• Отрывок текста:
---*---
Линор Горалик – Частные лица. Биографии поэтов, рассказанные ими самими (страница 103)
ХЕРСОНСКИЙ Для меня не существует понятия «тема для стиха», я практически никогда не садился, чтобы написать стихотворение на какую-то тему. Единственное исключение, пожалуй, – когда я писал сценарий для агитбригады канатного завода в 1970-е годы. Это был единственный случай «продажности»: на вырученные деньги я приехал в Москву и очень хорошо оттянулся. Обычно я чувствую, что во мне начинается какое-то брожение, при пробуждении начинают мелькать какие-то строки, стихи складываются почти полностью устно, а затем я уже сажусь к компьютеру (как когда-то садился к пишущей машинке) и фиксирую то, что происходило. Поэтому скорее это тема, требующая осмысления и прочувствования, то, о чем я постоянно думаю и что иногда становится стихами, иногда чем-то иным.
ГОРАЛИК Почему так происходит?
ХЕРСОНСКИЙ Человеку всегда трудно ответить «почему», скорее понятно, «как» это происходит. Не было бы психоанализа, если бы мы всегда сами понимали почему, но в принципе я уже не помню, говорилось, что люди имеют глаза на затылке и что единственное, что им принадлежит и что им известно, – это прошлое, в то время когда будущее находится в абсолютном тумане. Эта мысль стала заголовком одного из наших интервью… Чем дальше, тем больше у меня прошлого: я как скупой рыцарь пушкинский спускаюсь в свои подвалы и засыпаю пригоршню свежих воспоминаний в еще не полный сундук, перебираю то, что было. Я даже думаю, что иногда некоторым людям нужны доказательства того, что они существовали, и для этого они вспоминают, потому что, если не вспоминать, кажется, что существование слишком мимолетно.
ГОРАЛИК Книга «Семейный архив» создает впечатление того, как частные лица – и даже не важно, насколько они вымышленные, или буквальные, или смешанные, – внятно встраиваются в очень большую картину истории еврейства в целом. Там есть очень сильное ощущение микрокосма, повторяющего макрокосм, не только за счет перечисления исторических событий и маркировки присутствия, но и за счет выстраивания цельной философии, с лежащей для конкретной семьи своего рода картой…
ХЕРСОНСКИЙ «Семейный архив», как вы догадываетесь, писался годами, это в какой-то степени результат переосмысления того, что я слышал от своей родни, пересмотра старых фотографий и до-думывания, до-чувствования того, чего я не знаю и не видел. Конечно, в основном персонажи «Семейного архива» смешанные, полувымышленные, «синтетические личности», на них спроецированы мои собственные мысли и переживания – и, наоборот, иногда то, что случилось со мной, я проецирую в давно прошедшее время. Это какой-то коктейль, в психоанализе мы употребляем термины «сгущение» и «смещение», я бы добавил – смешение.
---*---
• Исходные данные:
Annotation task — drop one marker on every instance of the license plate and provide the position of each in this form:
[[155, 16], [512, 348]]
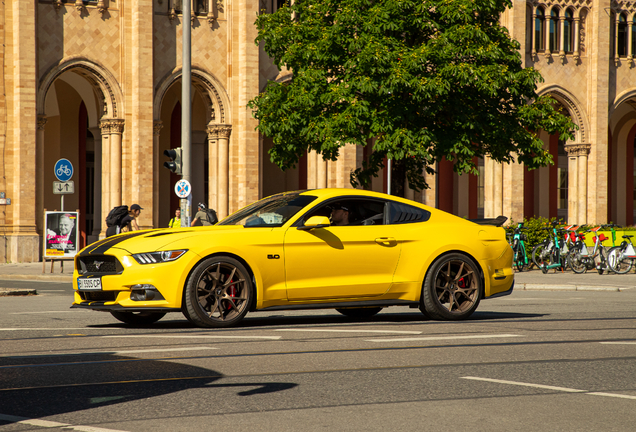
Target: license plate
---*---
• Задания:
a - Почему, по словам Херсонского в интервью, некоторые люди вспоминают прошлое? Ответьте в одном–трех предложениях.
b - Согласуются ли с интервью следующие утверждения? Для каждого ответьте «да» или «нет» и приведите решающие слова интервью в виде точной цитаты.
(i) В 1970-е годы Херсонский писал сценарий для агитбригады канатного завода.
(ii) Обычно Херсонский сначала набирает стихи на компьютере, а уже потом складывает их устно.
(iii) Персонажи «Семейного архива» в основном полностью документальны.
c - Продолжите интервью с Херсонским, начав сразу после его последней реплики.
Данные — отдельный материал, с интервью они не связаны.

• Ответы:
a - По словам Херсонского, некоторым людям нужны доказательства того, что они существовали, и для этого они вспоминают. Если не вспоминать, существование кажется слишком мимолетным.

b -
(i) Да: «когда я писал сценарий для агитбригады канатного завода в 1970-е годы».
(ii) Нет: «стихи складываются почти полностью устно, а затем я уже сажусь к компьютеру».
(iii) Нет: «в основном персонажи «Семейного архива» смешанные, полувымышленные».

c -
Расскажу, как книга начиналась. Как-то – это был конец 1990-х годов – я сел за стол с твердым намерением написать о том, как моя бабушка и ее сестра бросали камешки в колодец на вершине горы Боны в Кременце, – сейчас это вступительное стихотворение к «Семейному архиву». Бабушка действительно мне рассказывала об этом эпизоде, как они считали секунды до удара камня о дно колодца. И тут я вдруг понял, что они не должны услышать ответного отклика, что удар камня о дно колодца должен быть услышан, когда они уже уйдут. В этот момент я «увидел» книгу, и надо вам сказать, что сразу написал довольно большой пласт книги, по-моему буквально за две недели, а затем уже без спешки, тогда, когда что-то случалось. Например, смерть моей двоюродной тети, одной из героинь «Архива», послужила толчком для еще нескольких главок. Собственно, и другие переживания, которые происходили в это время. И в какой-то момент я понял, что хватит, что, в общем-то, я это выстроил. Хотел ли я сознательно построить картину жизни народа на определенной территории? Мне кажется, что в какой-то момент уже – да. И когда я понял, что уже выстраиваю что-то, для меня это означало «стоп!».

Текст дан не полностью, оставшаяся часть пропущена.